The American and Iraqi surge, along with Charge of the Knights, emboldened Iraqis to resist militias. While Captain Salim attributed the improved situation in Washash to his efforts, and not the Americans’, Abu Karar, a leader in the Khazali tribe, also claimed responsibility. When I met Abu Karar he had big Shiite rings on his fingers. He was a large, grave man with dark reddish skin and a stain on his forehead from praying. He worked as an accountant in the Housing Ministry.

Before 2006 there was no displacement in Washash, Abu Karar told me, and no explosions. Until that year the Mahdi Army was an army of principles and creed that fought the occupation. “They did a good job, and everybody liked them,” he said. “They improved Shiite areas. Before Samarra, I supported them. But after the Samarra explosion, their way of thinking changed. They became gangs, they took money from people, and each house in Washash paid five thousand dinars a month. If you didn’t pay, they blew up your house. Only Mahdi Army families didn’t have to pay. When militias took over, displacement started, and all the Sunnis left. Shiites came here from Ghazaliya, Dora, Jamia. Some stayed in empty Sunni houses, some paid rent. The pious IDPs paid rent to the Sunni owners, while militias also charged IDPs rent for the houses they were squatting in. There were no Sunnis left and they started to kill Shiites.”

On August 14, 2008, Abu Karar led a “revolution” in Washash, he told me. As he describes it, his tribe coordinated with the Iraqi and American armies and carried weapons with their permission. They attacked the Mahdi Army at 6 a.m. “We had an intifada,” he said. “We knew where they stayed, and we arrested sixteen of them. I arrested [Mahdi Army leader] Ihab al-Tawil with my own hands. After the arrests, we found twenty-seven bodies, and twenty-five were Shiites.” I suggested this sounded like the way the Awakening groups started, and he bristled. “We don’t believe that,” he said, dismissing the Sunni resistance. “Most Sunnis supported Al Qaeda and turned on them because of pressure from the government.” To him the Awakening was made up of former Al Qaeda men, but he was not a former member of the Mahdi Army. “When did Ramadi start to resist?” he asked me, answering that it was when the governing council gave Shiites more seats than Sunnis.

Soon after his uprising against the Mahdi Army, Abu Karar was elected to head the local tribal council. “My service to the area caused me to be elected,” he said. In the eight months since Charge of the Knights began, nobody was killed in Washash, he bragged. Five days into the campaign, Abu Karar met with the representatives of forty Sunni families from Washash in the nearby Arabi neighborhood. “It was my personal effort and my tribe’s effort,” he said. “I told them, ‘We want your return to be peaceful, without vengeance. Use the law or come to me to do it the tribal way, and anybody carrying weapons will be expelled again.’” The forty families returned. But Sunni areas were still dangerous, he said. “Sunnis are safe coming back to Shiite areas. But Shiites are not safe to come back to Sunni areas. Shiite IDPs have not left Washash to return to their homes. Some Sunnis can’t come back to Washash; they are wanted for crimes. We have four or five wanted families. They killed more than thirteen people from my tribe, and we will avenge them.”
= = = =
According to the passage on Washash, how much did each house in Washash pay the Mahdi Army every month?
= = = =
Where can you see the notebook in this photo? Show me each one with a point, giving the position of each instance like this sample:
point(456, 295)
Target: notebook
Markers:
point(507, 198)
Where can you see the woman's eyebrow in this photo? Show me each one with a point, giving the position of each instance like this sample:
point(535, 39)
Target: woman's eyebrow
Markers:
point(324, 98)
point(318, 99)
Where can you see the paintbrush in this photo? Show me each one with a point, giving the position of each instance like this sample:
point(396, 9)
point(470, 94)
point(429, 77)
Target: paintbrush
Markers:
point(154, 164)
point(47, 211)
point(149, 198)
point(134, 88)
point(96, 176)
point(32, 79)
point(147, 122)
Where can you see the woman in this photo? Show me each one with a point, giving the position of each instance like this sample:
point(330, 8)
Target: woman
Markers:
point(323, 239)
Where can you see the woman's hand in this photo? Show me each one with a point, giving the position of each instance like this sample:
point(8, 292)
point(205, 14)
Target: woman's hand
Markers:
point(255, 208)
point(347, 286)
= = = =
• Result: Five thousand dinars a month.